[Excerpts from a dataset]
---+---

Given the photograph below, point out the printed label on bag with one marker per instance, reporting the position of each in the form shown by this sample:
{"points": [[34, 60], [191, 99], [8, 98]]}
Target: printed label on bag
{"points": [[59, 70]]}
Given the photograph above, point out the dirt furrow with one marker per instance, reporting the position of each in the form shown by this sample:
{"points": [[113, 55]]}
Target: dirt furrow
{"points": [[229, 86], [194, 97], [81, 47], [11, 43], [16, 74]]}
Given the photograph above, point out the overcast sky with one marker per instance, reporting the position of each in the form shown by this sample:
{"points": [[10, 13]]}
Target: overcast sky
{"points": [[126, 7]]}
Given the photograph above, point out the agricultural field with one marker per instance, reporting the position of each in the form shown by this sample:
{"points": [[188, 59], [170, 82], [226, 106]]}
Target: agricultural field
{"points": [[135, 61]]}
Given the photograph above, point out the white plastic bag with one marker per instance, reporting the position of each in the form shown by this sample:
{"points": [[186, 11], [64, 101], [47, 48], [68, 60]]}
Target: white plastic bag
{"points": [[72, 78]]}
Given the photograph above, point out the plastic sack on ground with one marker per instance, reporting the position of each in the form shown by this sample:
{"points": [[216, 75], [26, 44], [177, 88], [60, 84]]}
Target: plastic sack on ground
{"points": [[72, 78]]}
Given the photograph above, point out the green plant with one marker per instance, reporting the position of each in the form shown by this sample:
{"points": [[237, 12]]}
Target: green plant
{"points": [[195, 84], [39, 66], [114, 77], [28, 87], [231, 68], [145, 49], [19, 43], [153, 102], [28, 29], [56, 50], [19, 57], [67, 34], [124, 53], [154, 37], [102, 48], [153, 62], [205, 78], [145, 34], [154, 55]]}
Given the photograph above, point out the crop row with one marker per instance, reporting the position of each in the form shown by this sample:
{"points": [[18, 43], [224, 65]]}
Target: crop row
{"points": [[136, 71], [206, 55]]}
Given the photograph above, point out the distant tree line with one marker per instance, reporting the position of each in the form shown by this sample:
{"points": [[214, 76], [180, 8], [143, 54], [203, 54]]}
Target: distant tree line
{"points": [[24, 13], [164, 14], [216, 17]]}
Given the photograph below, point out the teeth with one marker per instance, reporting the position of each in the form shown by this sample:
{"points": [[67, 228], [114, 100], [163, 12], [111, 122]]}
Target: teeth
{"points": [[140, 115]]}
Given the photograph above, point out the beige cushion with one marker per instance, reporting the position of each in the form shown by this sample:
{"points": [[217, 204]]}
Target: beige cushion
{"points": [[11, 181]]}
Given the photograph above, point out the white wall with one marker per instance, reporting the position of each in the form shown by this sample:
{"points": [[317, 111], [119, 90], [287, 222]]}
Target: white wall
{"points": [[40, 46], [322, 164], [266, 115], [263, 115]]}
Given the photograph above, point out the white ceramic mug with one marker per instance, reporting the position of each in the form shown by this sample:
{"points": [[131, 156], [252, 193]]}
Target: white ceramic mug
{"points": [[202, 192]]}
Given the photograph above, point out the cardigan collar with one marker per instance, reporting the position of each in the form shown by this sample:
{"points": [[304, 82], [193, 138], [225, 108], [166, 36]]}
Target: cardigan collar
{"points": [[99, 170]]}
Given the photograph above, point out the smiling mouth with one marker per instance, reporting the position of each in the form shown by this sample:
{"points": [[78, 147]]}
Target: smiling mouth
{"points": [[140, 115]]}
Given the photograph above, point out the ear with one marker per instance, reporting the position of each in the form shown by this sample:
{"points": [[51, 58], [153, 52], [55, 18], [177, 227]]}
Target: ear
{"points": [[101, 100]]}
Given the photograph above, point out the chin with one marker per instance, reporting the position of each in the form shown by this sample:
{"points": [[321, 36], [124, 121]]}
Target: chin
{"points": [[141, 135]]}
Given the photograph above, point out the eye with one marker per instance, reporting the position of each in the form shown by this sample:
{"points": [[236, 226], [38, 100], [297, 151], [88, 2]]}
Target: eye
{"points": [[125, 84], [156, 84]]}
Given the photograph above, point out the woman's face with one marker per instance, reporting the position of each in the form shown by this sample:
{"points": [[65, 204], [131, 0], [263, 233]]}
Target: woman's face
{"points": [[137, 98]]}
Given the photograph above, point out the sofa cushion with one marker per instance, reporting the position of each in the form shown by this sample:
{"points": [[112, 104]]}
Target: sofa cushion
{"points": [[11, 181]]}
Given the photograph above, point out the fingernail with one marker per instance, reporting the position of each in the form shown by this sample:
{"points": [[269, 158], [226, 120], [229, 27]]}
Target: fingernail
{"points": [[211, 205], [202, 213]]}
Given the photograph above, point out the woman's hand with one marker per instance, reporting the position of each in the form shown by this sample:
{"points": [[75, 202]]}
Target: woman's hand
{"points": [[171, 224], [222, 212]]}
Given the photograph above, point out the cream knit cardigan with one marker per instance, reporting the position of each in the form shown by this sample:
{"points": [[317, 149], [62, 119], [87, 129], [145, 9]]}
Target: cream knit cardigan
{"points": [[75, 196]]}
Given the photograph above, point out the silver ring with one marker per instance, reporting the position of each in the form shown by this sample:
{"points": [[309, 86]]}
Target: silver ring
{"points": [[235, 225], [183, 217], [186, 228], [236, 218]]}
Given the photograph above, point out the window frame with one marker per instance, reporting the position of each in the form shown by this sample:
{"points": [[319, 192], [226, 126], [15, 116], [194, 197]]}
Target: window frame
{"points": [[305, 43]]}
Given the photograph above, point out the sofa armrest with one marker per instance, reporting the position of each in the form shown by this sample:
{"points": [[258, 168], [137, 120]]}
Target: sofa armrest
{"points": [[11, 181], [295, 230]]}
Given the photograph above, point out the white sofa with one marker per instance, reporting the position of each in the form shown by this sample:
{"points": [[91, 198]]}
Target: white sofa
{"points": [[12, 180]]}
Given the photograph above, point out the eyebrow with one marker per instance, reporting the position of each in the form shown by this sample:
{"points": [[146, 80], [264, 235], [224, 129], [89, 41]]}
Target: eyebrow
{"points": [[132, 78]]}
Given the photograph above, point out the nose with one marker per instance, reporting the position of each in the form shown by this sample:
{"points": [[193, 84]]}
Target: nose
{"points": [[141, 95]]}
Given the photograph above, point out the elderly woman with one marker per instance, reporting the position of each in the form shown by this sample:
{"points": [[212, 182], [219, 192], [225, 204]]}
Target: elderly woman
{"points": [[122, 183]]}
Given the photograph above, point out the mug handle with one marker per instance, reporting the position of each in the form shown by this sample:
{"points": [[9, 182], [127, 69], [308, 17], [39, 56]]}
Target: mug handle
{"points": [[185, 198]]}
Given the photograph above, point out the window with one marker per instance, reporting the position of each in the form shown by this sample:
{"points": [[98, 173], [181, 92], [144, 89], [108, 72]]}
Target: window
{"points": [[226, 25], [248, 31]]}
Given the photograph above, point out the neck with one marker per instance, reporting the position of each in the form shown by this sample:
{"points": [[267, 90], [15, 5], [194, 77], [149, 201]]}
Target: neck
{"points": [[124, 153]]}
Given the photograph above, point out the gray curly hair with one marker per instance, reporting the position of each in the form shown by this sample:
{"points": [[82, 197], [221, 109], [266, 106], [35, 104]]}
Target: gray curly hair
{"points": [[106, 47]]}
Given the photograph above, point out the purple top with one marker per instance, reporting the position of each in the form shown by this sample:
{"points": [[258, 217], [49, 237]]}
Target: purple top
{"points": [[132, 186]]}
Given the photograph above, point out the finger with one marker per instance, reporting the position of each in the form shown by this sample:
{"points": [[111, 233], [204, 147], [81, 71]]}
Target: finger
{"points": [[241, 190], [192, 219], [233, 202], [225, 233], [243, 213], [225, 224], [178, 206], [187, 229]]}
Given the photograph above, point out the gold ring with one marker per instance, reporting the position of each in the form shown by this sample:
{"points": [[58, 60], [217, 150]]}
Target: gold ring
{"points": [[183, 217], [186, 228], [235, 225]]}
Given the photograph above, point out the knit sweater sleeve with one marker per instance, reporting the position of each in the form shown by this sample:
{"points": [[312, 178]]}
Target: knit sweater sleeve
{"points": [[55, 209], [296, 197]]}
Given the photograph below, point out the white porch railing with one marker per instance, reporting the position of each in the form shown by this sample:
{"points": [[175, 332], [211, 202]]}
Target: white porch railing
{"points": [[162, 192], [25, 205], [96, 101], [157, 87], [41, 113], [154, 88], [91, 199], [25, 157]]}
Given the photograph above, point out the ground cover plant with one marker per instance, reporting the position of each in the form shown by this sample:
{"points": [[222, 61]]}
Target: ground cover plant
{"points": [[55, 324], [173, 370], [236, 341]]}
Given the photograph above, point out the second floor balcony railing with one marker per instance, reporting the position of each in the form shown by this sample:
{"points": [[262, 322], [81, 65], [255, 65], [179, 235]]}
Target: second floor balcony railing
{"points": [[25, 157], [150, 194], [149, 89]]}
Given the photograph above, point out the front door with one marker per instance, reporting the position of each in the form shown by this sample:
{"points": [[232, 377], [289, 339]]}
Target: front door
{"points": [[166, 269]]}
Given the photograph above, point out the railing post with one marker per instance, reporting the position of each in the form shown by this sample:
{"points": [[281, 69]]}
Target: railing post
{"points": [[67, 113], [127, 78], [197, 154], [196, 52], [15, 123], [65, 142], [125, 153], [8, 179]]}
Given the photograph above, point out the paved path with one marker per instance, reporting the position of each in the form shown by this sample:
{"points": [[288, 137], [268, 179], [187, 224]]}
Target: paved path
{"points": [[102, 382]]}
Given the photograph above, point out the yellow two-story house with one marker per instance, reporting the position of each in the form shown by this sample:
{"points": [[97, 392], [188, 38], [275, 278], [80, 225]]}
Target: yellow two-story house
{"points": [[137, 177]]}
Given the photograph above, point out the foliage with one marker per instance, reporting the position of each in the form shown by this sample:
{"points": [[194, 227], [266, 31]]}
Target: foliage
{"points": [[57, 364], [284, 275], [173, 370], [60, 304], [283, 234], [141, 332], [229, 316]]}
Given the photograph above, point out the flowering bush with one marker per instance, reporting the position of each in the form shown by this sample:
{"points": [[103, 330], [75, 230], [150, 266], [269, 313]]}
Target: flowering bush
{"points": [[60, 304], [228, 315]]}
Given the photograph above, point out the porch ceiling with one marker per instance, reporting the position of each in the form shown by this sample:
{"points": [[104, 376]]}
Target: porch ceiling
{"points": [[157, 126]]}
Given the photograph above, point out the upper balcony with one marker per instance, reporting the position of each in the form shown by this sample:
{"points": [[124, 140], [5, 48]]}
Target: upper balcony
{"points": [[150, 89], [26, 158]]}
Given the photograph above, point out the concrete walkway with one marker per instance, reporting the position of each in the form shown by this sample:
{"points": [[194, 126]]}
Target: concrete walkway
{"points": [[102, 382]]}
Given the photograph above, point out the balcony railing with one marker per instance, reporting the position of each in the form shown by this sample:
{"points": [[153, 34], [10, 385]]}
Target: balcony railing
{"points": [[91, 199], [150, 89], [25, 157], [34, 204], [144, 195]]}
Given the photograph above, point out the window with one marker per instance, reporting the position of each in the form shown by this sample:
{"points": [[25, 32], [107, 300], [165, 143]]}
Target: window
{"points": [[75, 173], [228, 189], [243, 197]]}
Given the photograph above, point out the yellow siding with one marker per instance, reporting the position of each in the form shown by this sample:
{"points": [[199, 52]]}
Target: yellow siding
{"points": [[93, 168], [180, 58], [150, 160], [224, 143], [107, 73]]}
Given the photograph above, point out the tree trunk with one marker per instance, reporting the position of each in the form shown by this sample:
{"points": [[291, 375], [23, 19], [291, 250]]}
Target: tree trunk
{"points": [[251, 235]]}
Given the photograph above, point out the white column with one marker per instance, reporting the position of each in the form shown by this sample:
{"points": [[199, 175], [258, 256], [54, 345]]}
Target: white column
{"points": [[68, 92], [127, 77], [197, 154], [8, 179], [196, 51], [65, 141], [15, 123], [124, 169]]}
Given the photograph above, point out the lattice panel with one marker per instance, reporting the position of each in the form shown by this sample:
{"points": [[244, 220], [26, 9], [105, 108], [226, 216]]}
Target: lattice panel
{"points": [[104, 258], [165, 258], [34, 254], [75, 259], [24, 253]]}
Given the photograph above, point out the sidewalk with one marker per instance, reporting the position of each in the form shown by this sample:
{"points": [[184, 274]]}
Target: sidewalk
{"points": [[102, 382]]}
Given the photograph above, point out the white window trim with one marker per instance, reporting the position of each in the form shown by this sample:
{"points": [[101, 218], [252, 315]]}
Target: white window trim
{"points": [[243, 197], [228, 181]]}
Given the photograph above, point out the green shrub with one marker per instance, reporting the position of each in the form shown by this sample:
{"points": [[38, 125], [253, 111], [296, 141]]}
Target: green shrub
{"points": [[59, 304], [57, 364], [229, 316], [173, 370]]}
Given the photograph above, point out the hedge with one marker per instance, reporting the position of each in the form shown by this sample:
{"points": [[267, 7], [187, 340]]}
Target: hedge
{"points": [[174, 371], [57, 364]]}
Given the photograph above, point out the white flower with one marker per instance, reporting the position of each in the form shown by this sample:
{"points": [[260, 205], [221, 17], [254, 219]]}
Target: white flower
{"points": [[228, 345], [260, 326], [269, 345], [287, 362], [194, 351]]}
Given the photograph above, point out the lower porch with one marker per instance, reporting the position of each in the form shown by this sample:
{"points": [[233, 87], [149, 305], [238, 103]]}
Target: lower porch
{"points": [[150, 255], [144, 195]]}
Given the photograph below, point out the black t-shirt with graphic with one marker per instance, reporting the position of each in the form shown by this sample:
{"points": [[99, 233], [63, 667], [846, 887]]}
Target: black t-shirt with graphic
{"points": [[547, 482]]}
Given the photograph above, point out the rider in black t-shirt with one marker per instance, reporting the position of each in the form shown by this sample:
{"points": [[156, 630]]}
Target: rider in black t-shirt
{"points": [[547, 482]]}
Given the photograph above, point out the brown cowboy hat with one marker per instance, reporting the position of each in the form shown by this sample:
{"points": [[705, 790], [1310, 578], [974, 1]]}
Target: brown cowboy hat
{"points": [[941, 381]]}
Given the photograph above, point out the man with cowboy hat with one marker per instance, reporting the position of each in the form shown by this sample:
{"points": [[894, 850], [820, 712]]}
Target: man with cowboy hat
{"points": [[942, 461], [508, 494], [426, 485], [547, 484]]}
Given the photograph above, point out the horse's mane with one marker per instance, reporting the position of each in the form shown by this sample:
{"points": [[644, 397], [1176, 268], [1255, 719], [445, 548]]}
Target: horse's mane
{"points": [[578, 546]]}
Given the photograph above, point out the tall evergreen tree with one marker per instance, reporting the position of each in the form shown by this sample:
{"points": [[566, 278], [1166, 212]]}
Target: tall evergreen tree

---+---

#### [PROBLEM STATEMENT]
All lines of the records above with the word "tall" in them are to be copied.

#### [PROBLEM SOLUTION]
Given the photograph above, point out the tall evergreen tree with one marker per instance, reporting the position of each in the form shown by this sample:
Target: tall evergreen tree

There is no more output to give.